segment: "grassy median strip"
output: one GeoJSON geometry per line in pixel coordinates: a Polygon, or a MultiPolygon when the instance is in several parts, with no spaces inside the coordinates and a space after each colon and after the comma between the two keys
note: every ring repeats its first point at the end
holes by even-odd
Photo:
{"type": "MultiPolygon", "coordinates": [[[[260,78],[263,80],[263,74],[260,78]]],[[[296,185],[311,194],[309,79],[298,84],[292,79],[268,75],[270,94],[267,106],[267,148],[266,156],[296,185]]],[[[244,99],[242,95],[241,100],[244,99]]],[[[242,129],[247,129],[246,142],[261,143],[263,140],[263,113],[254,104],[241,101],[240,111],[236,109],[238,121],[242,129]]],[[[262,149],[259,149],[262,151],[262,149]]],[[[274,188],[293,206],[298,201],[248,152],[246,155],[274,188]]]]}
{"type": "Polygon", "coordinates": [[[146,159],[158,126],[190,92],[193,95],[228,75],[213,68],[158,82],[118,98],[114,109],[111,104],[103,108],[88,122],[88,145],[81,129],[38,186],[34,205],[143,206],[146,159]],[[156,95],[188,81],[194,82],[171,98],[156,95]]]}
--*--
WRITTEN PROBLEM: Return all of the data above, reproducing every line without any change.

REPLY TO THE TASK:
segment: "grassy median strip"
output: one GeoJSON geometry per line in pixel coordinates: a Polygon, or a MultiPolygon when the instance is in several parts, with no spaces inside the coordinates and a space after each colon and after the comma between the two keys
note: every ring repeats its first point at the end
holes by even-odd
Photo:
{"type": "MultiPolygon", "coordinates": [[[[260,78],[263,80],[263,74],[260,78]]],[[[296,185],[311,194],[309,79],[298,84],[292,79],[268,75],[270,94],[267,106],[267,148],[266,156],[296,185]]],[[[244,99],[242,95],[241,100],[244,99]]],[[[242,129],[247,129],[246,142],[261,143],[263,140],[263,113],[254,104],[241,101],[240,111],[236,109],[238,121],[242,129]]],[[[262,149],[259,149],[262,151],[262,149]]],[[[274,188],[293,206],[298,201],[248,152],[246,155],[274,188]]]]}
{"type": "Polygon", "coordinates": [[[146,159],[158,126],[190,92],[193,95],[228,75],[213,68],[158,82],[118,98],[114,109],[111,104],[103,108],[88,122],[88,145],[81,129],[38,186],[34,205],[143,206],[146,159]],[[156,95],[188,81],[194,82],[171,98],[156,95]]]}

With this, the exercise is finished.